_EXCERPT TO READ_
= = = = =

C.D. v. Department of Children and Families, 164 So. 3d 40 (Fla. 1st DCA 2015)

An earlier opinion in this case was issued by the First District Court of Appeal (First DCA) on February 27, 2015. (This earlier opinion was summarized in the last Legal Briefs Newsletter.)  Following motions from the Department and the Guardian ad Litem for Clarification, Rehearing and Rehearing En Banc, the First DCA withdrew its prior opinion and issued this new opinion.

Mother appealed a final order terminating her parental rights. The First DCA reversed only as to the trial court’s ruling that termination was the least restrictive means of protecting the children from harm.

At the termination trial, Dr. Flynn, the family therapist working with mother and the children, testified that he had concerns about the Mother’s ability to care for the children but the children were not negatively affected by seeing Mother and that supervised visitation was safe for the children. The Guardian ad Litem reported that the children were bonded to their mother and that termination would not harm the children because the maternal aunt would allow contact with Mother if the aunt was permitted to adopt.

= = = = =

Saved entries
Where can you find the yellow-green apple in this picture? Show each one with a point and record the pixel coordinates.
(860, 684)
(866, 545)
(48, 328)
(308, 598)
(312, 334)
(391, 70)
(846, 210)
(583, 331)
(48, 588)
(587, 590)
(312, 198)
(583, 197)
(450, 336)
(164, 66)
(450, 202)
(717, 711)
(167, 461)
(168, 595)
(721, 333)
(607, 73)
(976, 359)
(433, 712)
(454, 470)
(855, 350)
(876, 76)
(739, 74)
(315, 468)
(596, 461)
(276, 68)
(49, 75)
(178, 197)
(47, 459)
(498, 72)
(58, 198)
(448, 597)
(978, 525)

= = = = =

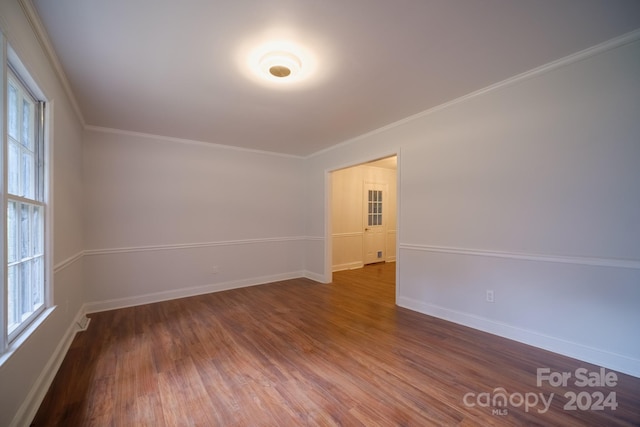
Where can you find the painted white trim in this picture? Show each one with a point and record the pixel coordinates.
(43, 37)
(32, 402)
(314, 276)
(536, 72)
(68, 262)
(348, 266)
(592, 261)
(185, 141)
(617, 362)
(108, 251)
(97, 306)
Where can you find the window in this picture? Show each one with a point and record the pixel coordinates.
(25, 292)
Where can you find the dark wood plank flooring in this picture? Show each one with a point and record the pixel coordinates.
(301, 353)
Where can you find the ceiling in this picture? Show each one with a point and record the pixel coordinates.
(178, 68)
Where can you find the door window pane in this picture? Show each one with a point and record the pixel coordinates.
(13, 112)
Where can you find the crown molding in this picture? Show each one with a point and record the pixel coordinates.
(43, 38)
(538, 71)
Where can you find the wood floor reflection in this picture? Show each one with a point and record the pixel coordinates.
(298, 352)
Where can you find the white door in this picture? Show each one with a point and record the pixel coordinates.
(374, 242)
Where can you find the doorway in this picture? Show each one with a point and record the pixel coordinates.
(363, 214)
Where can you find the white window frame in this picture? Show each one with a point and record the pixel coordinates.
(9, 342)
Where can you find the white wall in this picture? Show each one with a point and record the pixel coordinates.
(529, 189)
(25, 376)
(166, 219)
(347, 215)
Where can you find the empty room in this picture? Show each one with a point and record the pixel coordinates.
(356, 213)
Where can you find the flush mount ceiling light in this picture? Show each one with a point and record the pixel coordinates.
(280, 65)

= = = = =

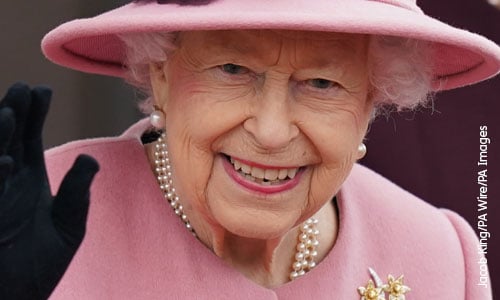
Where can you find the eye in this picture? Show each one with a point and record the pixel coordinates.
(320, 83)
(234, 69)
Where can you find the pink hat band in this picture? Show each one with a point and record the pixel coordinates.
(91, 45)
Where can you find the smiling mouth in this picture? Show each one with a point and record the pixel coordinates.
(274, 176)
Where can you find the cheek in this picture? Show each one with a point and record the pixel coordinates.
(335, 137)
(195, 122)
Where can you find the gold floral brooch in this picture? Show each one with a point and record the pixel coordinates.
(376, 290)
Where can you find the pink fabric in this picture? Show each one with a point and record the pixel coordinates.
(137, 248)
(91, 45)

= = = = =

_USING THE INFORMATION_
1: In the case summary, on what date did the First DCA issue its earlier opinion?
2: Repeat word for word the stretch of the case summary from "An earlier opinion" through "children from harm.".
3: Pick up the case summary about the mother's termination appeal after its last sentence and keep writing it.

_YOUR RESPONSES_
1: February 27, 2015.

2:
An earlier opinion in this case was issued by the First District Court of Appeal (First DCA) on February 27, 2015. (This earlier opinion was summarized in the last Legal Briefs Newsletter.)  Following motions from the Department and the Guardian ad Litem for Clarification, Rehearing and Rehearing En Banc, the First DCA withdrew its prior opinion and issued this new opinion.

Mother appealed a final order terminating her parental rights. The First DCA reversed only as to the trial court’s ruling that termination was the least restrictive means of protecting the children from harm.

3:
The trial court based its finding that termination was the least restrictive means of protecting the children on Mother’s lack of progress in remedying the issues that brought her children into care. Additionally, the trial court noted that the “mere availability of a potential relative placement, especially one disclosed on the eve of trial” did not mean such a placement is the least restrictive for the children. The trial court looked to the A.H. v. Department of Children & Families, 144So. 3d 662 (Fla. 1st DCA 2014) case for guidance on least restrictive means, finding that A.H. looked at the “availability of a permanent placement plus the existence of a parent child relationship plus the existence of a less restrictive alternative to termination that would guard the children from harm.” The trial court found that in the instant case “the test of A.H.” was not met because no evidence was presented as to the existence of a relationship between the children and Mother.

The First DCA disagreed with the trial court’s reading and application of A.H. The First DCA agreed with Mother’s argument that terminating her parental rights was not the least restrictive means to protect the children because of the trial court’s finding that continued contact with mother and the children would not endanger the children and its finding that the children had a bond with their mother. The First DCA affirmed that termination was warranted and in the children’s best interest but remanded as to the finding that termination was the least restrictive means to protect the children from serious harm.